* Problem details:
Echo the lines starting at the one containing "Isolate black trousers in the photo." and ending at the one containing "[246,87,549,180]", and leave the pictures out.

## Begin Input material

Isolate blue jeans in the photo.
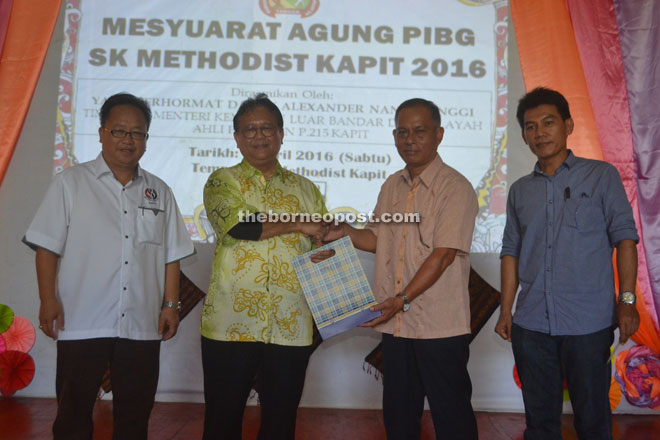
[511,324,614,440]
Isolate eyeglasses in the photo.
[103,127,149,141]
[241,125,277,139]
[394,128,428,141]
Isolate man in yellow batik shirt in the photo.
[201,94,327,440]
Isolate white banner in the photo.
[55,0,507,252]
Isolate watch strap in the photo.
[161,301,181,312]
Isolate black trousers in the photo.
[511,324,614,440]
[53,338,160,440]
[202,337,312,440]
[383,333,478,440]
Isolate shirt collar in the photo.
[240,159,284,179]
[534,148,577,175]
[92,152,147,181]
[399,153,444,188]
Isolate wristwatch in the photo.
[161,301,181,312]
[619,292,637,305]
[396,292,410,312]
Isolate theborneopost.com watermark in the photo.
[238,211,420,225]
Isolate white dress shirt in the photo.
[24,154,194,340]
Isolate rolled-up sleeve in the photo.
[204,168,251,243]
[603,165,639,246]
[23,174,71,255]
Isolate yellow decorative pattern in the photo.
[201,161,327,346]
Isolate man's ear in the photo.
[564,118,575,135]
[435,127,445,145]
[520,128,529,145]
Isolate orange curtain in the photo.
[510,0,660,352]
[0,0,61,183]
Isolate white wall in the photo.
[0,5,652,411]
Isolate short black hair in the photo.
[394,98,442,127]
[516,87,571,128]
[234,93,284,132]
[99,93,151,130]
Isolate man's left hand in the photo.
[616,303,639,344]
[360,296,403,327]
[158,307,179,341]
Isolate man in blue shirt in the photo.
[495,88,639,439]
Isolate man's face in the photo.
[522,104,573,161]
[234,107,284,172]
[393,106,444,174]
[99,105,147,171]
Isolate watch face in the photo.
[621,292,636,304]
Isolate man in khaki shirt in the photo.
[324,98,478,440]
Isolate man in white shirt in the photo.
[24,93,194,440]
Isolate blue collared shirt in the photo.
[500,150,639,335]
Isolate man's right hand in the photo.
[323,222,347,243]
[39,298,64,340]
[495,313,513,342]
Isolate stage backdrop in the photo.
[0,0,657,412]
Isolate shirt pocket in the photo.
[136,207,165,246]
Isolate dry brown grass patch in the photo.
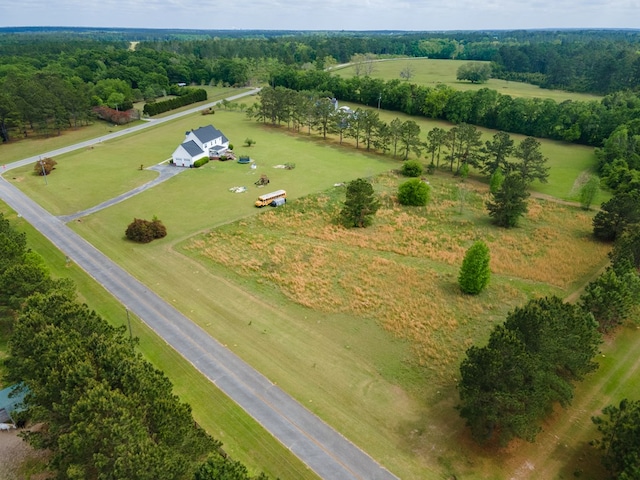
[187,174,608,378]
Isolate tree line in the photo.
[0,214,266,480]
[0,31,640,142]
[246,87,549,180]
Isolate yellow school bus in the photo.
[256,190,287,208]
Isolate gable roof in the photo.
[180,140,203,157]
[0,384,28,423]
[192,125,224,143]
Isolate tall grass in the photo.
[334,58,600,102]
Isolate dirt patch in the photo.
[0,429,47,480]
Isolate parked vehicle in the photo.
[256,190,287,208]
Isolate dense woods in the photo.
[0,214,266,480]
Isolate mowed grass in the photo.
[0,203,318,480]
[333,58,601,102]
[0,86,248,168]
[74,172,606,478]
[3,107,620,478]
[332,103,611,205]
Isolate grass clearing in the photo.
[333,58,602,102]
[0,204,318,480]
[3,103,624,479]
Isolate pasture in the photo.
[332,58,601,102]
[6,107,608,218]
[0,204,318,480]
[8,112,606,478]
[1,103,637,479]
[0,86,242,165]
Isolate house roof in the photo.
[181,140,203,157]
[192,125,224,143]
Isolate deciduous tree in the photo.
[456,62,491,83]
[592,398,640,480]
[481,132,513,176]
[487,174,529,228]
[593,190,640,241]
[507,137,549,185]
[398,178,431,207]
[458,297,601,445]
[580,263,640,332]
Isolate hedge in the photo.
[143,88,207,117]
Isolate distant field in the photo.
[13,112,606,478]
[0,106,624,480]
[0,86,242,168]
[0,204,318,480]
[333,58,601,102]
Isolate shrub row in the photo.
[125,217,167,243]
[143,88,207,117]
[193,157,210,168]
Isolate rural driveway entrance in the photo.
[0,91,397,480]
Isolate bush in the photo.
[33,157,58,177]
[458,241,491,295]
[193,157,209,168]
[400,160,423,177]
[125,217,167,243]
[398,178,431,207]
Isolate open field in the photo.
[11,112,605,478]
[0,204,317,480]
[6,106,608,217]
[1,103,632,479]
[332,58,601,102]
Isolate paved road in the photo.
[0,92,397,480]
[6,88,260,170]
[58,163,187,223]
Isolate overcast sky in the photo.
[0,0,640,30]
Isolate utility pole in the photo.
[125,307,133,339]
[40,157,49,185]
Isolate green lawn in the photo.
[333,58,601,102]
[0,86,244,164]
[0,106,620,478]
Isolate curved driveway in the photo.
[0,92,397,480]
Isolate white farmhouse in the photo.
[172,125,229,167]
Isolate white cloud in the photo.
[0,0,640,30]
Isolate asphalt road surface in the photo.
[0,93,397,480]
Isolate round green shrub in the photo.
[125,217,167,243]
[398,178,431,207]
[400,160,424,177]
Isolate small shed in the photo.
[0,384,27,423]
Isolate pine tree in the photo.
[458,240,491,295]
[340,178,380,228]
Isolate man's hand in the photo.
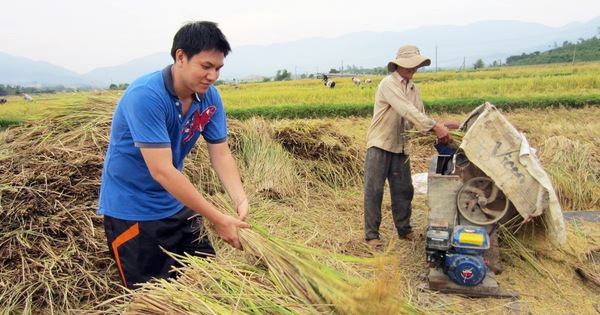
[432,123,452,144]
[235,198,250,221]
[214,214,250,250]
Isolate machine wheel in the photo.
[456,177,510,225]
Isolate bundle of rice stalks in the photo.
[273,120,364,187]
[407,130,465,151]
[124,195,408,314]
[0,102,123,314]
[126,256,317,315]
[230,118,303,199]
[538,136,600,211]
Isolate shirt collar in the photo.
[392,71,415,90]
[162,65,204,102]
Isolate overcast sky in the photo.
[0,0,600,73]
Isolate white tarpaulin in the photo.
[460,103,566,243]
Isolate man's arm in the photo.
[207,142,249,220]
[140,148,250,249]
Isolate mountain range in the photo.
[0,16,600,88]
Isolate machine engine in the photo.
[425,225,490,286]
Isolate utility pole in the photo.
[435,45,437,73]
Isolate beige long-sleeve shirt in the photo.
[367,72,435,154]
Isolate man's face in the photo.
[396,66,419,81]
[176,50,225,93]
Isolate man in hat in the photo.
[364,46,457,249]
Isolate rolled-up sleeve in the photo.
[377,80,435,132]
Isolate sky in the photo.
[0,0,600,74]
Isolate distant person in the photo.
[21,93,33,102]
[98,22,250,288]
[364,46,455,249]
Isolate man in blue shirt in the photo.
[98,22,250,288]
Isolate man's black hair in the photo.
[171,21,231,60]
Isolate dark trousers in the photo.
[104,207,215,289]
[364,147,414,241]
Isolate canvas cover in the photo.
[460,103,566,243]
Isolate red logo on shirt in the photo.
[181,106,217,143]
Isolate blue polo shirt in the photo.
[98,66,227,221]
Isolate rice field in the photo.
[0,65,600,315]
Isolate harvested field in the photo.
[0,99,600,314]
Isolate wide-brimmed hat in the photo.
[388,45,431,72]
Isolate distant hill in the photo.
[0,16,600,88]
[506,37,600,66]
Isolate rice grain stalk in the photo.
[406,130,465,149]
[213,195,410,314]
[127,254,317,315]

## End Input material

* Finished exercise:
Isolate black trousers in the photo.
[511,324,614,440]
[53,338,160,440]
[202,337,312,440]
[383,333,478,440]
Isolate shirt collar in the photo.
[240,159,284,179]
[534,148,577,175]
[92,152,147,181]
[399,153,444,188]
Isolate wristwatch in the photo.
[161,301,181,312]
[619,292,637,305]
[396,292,410,312]
Isolate theborneopost.com watermark in the photo.
[238,211,420,225]
Isolate white dress shirt in the photo.
[24,154,194,340]
Isolate rolled-up sleeve in the photo.
[204,168,251,243]
[603,165,639,246]
[23,174,71,255]
Isolate yellow decorative pattern in the photo.
[201,161,327,346]
Isolate man's ear in the photo.
[564,118,575,135]
[435,127,445,145]
[520,128,529,145]
Isolate orange curtain in the photo.
[510,0,660,352]
[0,0,61,183]
Isolate white wall in the photo.
[0,5,652,411]
Isolate short black hair in the photo.
[394,98,442,127]
[516,87,571,128]
[234,93,284,132]
[99,93,151,130]
Isolate man's left hand in the photo.
[616,303,639,344]
[360,296,403,327]
[158,307,179,341]
Isolate man in blue shirt in the photo.
[495,88,639,439]
Isolate man's face in the photo.
[522,104,573,161]
[234,107,284,172]
[393,106,444,174]
[99,105,147,171]
Isolate watch face in the photo.
[621,292,636,304]
Isolate man in khaki shirt in the photo.
[324,98,478,440]
Isolate man in white shirt in the photo.
[24,93,194,440]
Isolate blue collared shirt in the photo.
[500,150,639,335]
Isolate man's right hand in the photo.
[323,222,347,243]
[39,298,64,340]
[495,313,513,342]
Isolate stage backdrop in the photo.
[0,0,657,412]
Isolate shirt pocket in the photo.
[136,207,165,246]
Isolate dry brown grass patch in the photo.
[187,174,608,378]
Isolate tree line in the photo.
[0,214,266,480]
[0,31,640,142]
[246,87,549,180]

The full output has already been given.